▸ Document section
------------------------------------
Saeb Erekat, Airbnb and BDS

Since there exists no Palestinian state, then there is no “occupied Palestinian state,” or “occupied Palestinian territory,” as claimed by Erekat.

Chief Palestinian negotiator Saeb Erekat (photo credit: REUTERS)
Chief Palestinian negotiator Saeb Erekat
(photo credit: REUTERS)
Palestinian chief negotiator, propagandist and PLO Secretary General Saeb Erekat, in recent tweets and statements, has been celebrating a decision by the “Airbnb” international home-renting company, to remove listings of vacation apartments in Israel’s West Bank towns, villages and settlements, that the company considers to be “at the core of the dispute between Israelis and Palestinians.”
The Airbnb decision is premised on a January 2016 letter sent by Erekat, in the name of “The State of Palestine,” to the CEO of Airbnb condemning “illegal colonization of Palestine” and the promoting of house rentals “in illegal settlements in the occupied State of Palestine.”
Erekat’s oft-repeated and tedious propaganda in this, as well as other issues related to the Israeli-Palestinian relationship, is based on flawed, slanted and highly partisan determinations, exaggerations and lies. All these in fact belie his own deep involvement in negotiating the Oslo Accords with Israel.
Erekat should know better than to distort facts, law and history, thereby manipulating Airbnb and other companies and bodies into involving themselves in issues to which they have no connection and cannot, in any way, contribute positively.
------------------------------------
▸ Record excerpts

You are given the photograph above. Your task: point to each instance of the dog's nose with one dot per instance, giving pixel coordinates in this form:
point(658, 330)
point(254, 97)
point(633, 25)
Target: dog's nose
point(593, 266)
------------------------------------
▸ Exercises
1 – In the article on Saeb Erekat and Airbnb, when did Erekat send his letter to the CEO of Airbnb?
2 – Transcribe the part of the article on Saeb Erekat and Airbnb from "Erekat’s oft-repeated and" up to and including "way, contribute positively.".

▸ Solved problems
1 – January 2016

2 –
Erekat’s oft-repeated and tedious propaganda in this, as well as other issues related to the Israeli-Palestinian relationship, is based on flawed, slanted and highly partisan determinations, exaggerations and lies. All these in fact belie his own deep involvement in negotiating the Oslo Accords with Israel.
Erekat should know better than to distort facts, law and history, thereby manipulating Airbnb and other companies and bodies into involving themselves in issues to which they have no connection and cannot, in any way, contribute positively.